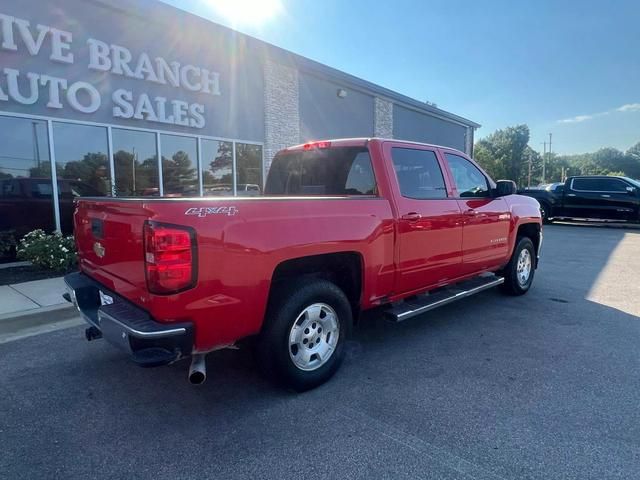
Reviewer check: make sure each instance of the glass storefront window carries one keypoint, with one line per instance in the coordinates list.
(135, 161)
(82, 166)
(179, 166)
(249, 165)
(217, 167)
(26, 199)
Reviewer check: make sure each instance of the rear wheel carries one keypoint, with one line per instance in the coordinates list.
(518, 274)
(302, 342)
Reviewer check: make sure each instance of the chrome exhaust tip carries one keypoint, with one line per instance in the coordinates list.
(198, 369)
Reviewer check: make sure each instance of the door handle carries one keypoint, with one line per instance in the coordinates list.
(412, 216)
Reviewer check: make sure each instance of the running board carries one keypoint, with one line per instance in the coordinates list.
(428, 301)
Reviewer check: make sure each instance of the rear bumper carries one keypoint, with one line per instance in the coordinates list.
(127, 326)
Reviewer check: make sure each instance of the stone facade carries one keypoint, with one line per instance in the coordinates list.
(281, 109)
(383, 118)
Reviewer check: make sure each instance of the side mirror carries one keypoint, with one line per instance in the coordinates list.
(505, 187)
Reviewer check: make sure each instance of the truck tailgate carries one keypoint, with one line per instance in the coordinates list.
(109, 237)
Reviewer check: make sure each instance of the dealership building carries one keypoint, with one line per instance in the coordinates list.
(137, 98)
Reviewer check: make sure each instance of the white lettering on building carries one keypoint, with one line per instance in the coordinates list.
(28, 88)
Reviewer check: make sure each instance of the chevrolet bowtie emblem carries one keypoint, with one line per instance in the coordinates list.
(98, 249)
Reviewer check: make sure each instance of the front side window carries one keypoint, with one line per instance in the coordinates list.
(323, 171)
(419, 174)
(470, 181)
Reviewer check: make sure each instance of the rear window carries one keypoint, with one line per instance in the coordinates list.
(598, 185)
(331, 171)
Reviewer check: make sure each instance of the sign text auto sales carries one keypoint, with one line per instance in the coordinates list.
(27, 88)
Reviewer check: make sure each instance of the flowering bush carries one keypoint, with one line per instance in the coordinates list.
(55, 252)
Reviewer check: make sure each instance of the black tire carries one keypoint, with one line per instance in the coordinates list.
(545, 208)
(285, 307)
(512, 284)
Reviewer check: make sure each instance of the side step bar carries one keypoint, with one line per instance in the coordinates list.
(428, 301)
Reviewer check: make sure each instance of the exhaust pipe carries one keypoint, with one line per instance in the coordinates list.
(198, 369)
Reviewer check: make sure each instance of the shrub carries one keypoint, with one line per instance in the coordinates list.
(7, 242)
(55, 252)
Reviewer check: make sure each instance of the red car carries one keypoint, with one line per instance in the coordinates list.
(343, 226)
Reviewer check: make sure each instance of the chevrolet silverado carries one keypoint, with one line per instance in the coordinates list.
(341, 227)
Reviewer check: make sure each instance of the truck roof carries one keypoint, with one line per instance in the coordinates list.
(362, 142)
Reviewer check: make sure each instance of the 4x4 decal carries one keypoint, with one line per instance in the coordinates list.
(204, 211)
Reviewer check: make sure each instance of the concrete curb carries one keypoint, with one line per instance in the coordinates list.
(17, 325)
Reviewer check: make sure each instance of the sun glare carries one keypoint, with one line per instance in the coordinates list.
(252, 12)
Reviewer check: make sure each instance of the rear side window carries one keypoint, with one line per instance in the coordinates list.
(419, 174)
(598, 185)
(330, 171)
(470, 181)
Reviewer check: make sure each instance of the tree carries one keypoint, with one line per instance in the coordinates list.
(178, 174)
(503, 155)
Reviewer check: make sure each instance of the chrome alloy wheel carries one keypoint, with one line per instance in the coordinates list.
(524, 267)
(314, 336)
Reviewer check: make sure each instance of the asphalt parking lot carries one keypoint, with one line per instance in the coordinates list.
(543, 386)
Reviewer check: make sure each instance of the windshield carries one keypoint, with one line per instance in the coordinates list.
(328, 171)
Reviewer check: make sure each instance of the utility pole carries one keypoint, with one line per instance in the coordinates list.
(550, 147)
(544, 159)
(36, 146)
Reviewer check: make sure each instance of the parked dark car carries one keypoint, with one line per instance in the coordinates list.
(590, 197)
(27, 204)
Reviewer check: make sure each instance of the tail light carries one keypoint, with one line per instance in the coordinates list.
(170, 258)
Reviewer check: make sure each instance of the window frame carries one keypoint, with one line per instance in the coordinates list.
(600, 191)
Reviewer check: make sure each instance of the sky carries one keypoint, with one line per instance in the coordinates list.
(569, 68)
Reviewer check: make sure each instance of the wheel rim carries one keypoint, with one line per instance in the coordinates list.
(524, 267)
(314, 336)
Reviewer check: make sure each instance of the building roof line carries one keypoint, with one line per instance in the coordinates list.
(133, 8)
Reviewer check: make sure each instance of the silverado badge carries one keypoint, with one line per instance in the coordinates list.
(98, 249)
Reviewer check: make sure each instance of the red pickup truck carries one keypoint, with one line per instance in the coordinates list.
(342, 226)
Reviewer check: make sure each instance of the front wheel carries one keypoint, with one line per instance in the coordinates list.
(518, 274)
(545, 209)
(305, 330)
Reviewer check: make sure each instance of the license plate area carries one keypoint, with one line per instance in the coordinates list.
(105, 299)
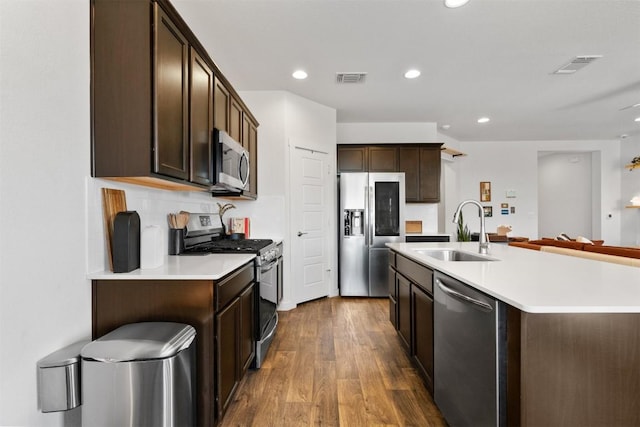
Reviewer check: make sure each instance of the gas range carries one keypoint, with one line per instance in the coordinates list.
(205, 235)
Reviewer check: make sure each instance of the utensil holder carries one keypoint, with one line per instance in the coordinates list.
(176, 241)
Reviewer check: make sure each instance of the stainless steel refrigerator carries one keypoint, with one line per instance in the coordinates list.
(371, 214)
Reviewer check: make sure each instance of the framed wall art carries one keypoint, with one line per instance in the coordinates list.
(485, 191)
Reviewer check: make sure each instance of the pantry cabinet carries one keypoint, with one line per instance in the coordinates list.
(419, 162)
(156, 96)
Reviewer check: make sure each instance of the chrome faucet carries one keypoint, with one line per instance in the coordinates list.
(482, 240)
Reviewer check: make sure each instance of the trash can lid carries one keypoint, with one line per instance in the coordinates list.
(65, 356)
(140, 341)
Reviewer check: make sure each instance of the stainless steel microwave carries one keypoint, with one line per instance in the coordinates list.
(231, 164)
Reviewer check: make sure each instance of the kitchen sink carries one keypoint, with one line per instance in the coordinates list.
(453, 255)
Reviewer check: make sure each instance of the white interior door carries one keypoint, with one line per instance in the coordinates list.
(310, 262)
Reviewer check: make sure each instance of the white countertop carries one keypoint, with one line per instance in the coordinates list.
(184, 267)
(539, 282)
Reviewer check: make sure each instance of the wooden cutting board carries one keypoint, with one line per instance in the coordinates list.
(113, 201)
(413, 227)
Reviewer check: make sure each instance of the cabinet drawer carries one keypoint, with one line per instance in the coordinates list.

---

(Requirement):
Each record above has to be written out again in full, but its pictures must not be.

(Exercise output):
Reviewer check: make sure each instance of the glass storefront window carries one keypoint, with one line per instance in the coordinates list.
(135, 161)
(82, 166)
(179, 166)
(249, 165)
(217, 167)
(26, 199)
Reviewer check: make sure each instance of the rear wheel carries one keypoint, with one line per instance in the coordinates list.
(518, 274)
(302, 342)
Reviewer check: make sure each instance of the chrome exhaust tip carries one keypoint, with one line per instance in the coordinates list.
(198, 369)
Reviewer check: make sure each instance of the door handle carries one keypoint, with one line per instance in the coordinates list.
(412, 216)
Reviewer check: make sure each instance of the running board carries one keypoint, with one line per instance in the coordinates list.
(428, 301)
Reviewer check: make sure each instance of the rear bumper carries one keypoint, with one line per instance in the coordinates list.
(127, 326)
Reviewer check: make sure each instance of the stone facade carries one keypoint, with one line per instance in the coordinates list.
(281, 109)
(383, 118)
Reviewer check: make sure each instance of the side mirror carries one keypoint, with one line per instance in the coordinates list.
(505, 187)
Reviewer check: make sure each instance of the truck tailgate carries one keypoint, with one line per instance in the coordinates list.
(109, 237)
Reviewer check: make sure each instance of the dealership building carries one keypoint, with one line per instance in the coordinates list.
(137, 98)
Reviewer check: make sure each instance of the white lettering on building carries one keypoint, with one line per instance in the coordinates list.
(28, 88)
Reviewer check: make sure each instance of the chevrolet bowtie emblem carries one keypoint, with one line per instance in the coordinates list.
(98, 249)
Reviewer check: make sure each instance of the front side window carries one keypoint, with one line per instance in the coordinates list.
(323, 171)
(419, 174)
(470, 181)
Reviewer check: make sure each instance of the rear window carries one keypoint, with one line per instance in the coordinates list.
(598, 185)
(331, 171)
Reviewer check: make sure each instance of the sign text auto sales carries one keypoint, with one line per instance in the coordinates list.
(27, 88)
Reviewer check: make sure each instance of the flowering bush carries one keypoint, with one line per instance in the coordinates list.
(55, 252)
Reviewer check: make sure each instance of the black tire carries one keypoint, with one line per instance in the coordinates list.
(545, 208)
(285, 307)
(512, 284)
Reviewer check: make sure each instance of the side step bar carries one keypoint, with one line per instance in the coordinates list.
(428, 301)
Reviewer check: make sure each instance of the exhaust pipe carries one keypoint, with one line per instance in the coordinates list.
(198, 369)
Reviewer check: make sure each instance of the shrub carries one keypoint, with one line per instance in the coordinates list.
(7, 242)
(55, 252)
Reviewer check: make sure each instance of the red car carries one keypoint, with one line per instance in the coordinates list.
(343, 226)
Reviewer check: make sure each instance of the chevrolet silverado carries one keypoint, with one line per instance in the coordinates list.
(341, 227)
Reviewer check: make sure each instance of the truck roof carries one keypoint, with one line per instance in the coordinates list.
(362, 142)
Reviewer check: make sure each instance of the 4x4 decal carries one keypoint, with one line per instance in the coordinates list.
(204, 211)
Reviewer check: make sure each instance of the concrete curb carries one keypoint, with one line per instance in the coordinates list.
(17, 325)
Reviewer check: make sure each instance of the sun glare carries one keypoint, with one line per instance in the coordinates list.
(252, 12)
Reviewer check: make sure each instance of the rear side window carries one keypoint, with one line per instance in the coordinates list.
(419, 174)
(598, 185)
(330, 171)
(470, 181)
Reviewer check: make sure each instance of the tree carries one keypoint, with one line per instance in the coordinates list.
(178, 174)
(503, 155)
Reviewer check: make sure each instance of the chrome alloy wheel carries one keypoint, with one line per instance in the coordinates list.
(524, 267)
(314, 336)
Reviewer check: make sure each instance of the asphalt parking lot carries one keypoint, with one line per instance in the coordinates list.
(543, 386)
Reviewer check: make sure each instance of the windshield carries one keypoint, with one line per instance in the coordinates list.
(328, 171)
Reviewer check: make sure each instance of the utility pole carries one keypoint, with one line per instance in the coordinates list.
(550, 147)
(544, 159)
(36, 146)
Reviewer check: make sure each instance of the parked dark car carries one keypoint, with one line per instance in the coordinates list.
(590, 197)
(27, 204)
Reviewer check: make sure each instance of the tail light carries one keypoint, with one line per instance in the coordinates list.
(170, 258)
Reviewer check: make sure each instance of the window frame carries one keypoint, with one line per instance in the coordinates list.
(600, 191)
Reviewer check: make sure each instance of the sky carries one keypoint, with one line per instance in the coordinates list.
(569, 68)
Reviewer check: make sure each instance of the wheel rim carries one keypoint, with one line per instance in the coordinates list.
(524, 267)
(314, 336)
Reviewer check: make sure each instance of the building roof line carries one keypoint, with one line per instance in the coordinates list.
(133, 8)
Reviewer check: make sure each instance of the silverado badge carries one keypoint, with one line per instance in the coordinates list.
(98, 249)
Reviewer check: make sure each instance of the red pickup truck carries one keypoint, with one line per instance in the coordinates list.
(342, 226)
Reviewer check: make sure each instance of the front wheel carries one keypoint, with one line per instance in the coordinates list.
(518, 274)
(545, 209)
(305, 330)
Reviewer check: make sure each instance of the license plate area carries one keypoint, with one line per instance in the coordinates list.
(105, 299)
Reviewer check: make sure each instance of the gas range carries one keypoint, with one line per instance in the coordinates list.
(205, 235)
Reviewer check: make sure each instance of the utensil holder carries one keypoint, with one line per instance in the coordinates list.
(176, 241)
Reviewer check: make sure each instance of the stainless steel refrigerator carries one keypoint, with one line per instance in the coordinates list.
(371, 214)
Reviewer check: make sure each instance of the framed wall art carries one keypoint, with one line per instance in the coordinates list.
(485, 191)
Reviewer check: make sure each instance of the pantry cabinet carries one keypoint, with one line per instance in the coordinates list.
(419, 162)
(156, 96)
Reviewer check: make sure each instance of the chrome faucet carries one keypoint, with one line per instance in the coordinates list.
(482, 240)
Reviewer check: make sure each instance of the trash can lid carries one keypoint, with one line per instance in the coordinates list.
(65, 356)
(140, 341)
Reviewer check: make sure each instance of the stainless steel microwave carries one keypoint, with one line per instance in the coordinates list.
(231, 164)
Reviewer check: make sure each instance of the kitchen sink carries one keypoint, with one line per instance in the coordinates list.
(453, 255)
Reviewer check: make sure each instance of the white interior door carries one keypoint, with one line per instance in the coordinates list.
(310, 262)
Reviewer check: make sure each instance of the white countertop carries one keypoint, with one line per instance in the coordinates list.
(184, 267)
(539, 282)
Reviewer check: make sure each instance of the wooden cutting board carries one keypoint, with one line per instance in the coordinates list.
(113, 201)
(413, 227)
Reviewer check: make sure each instance of the cabinet drawer carries one keypoint, with one line per instance in the coordinates list.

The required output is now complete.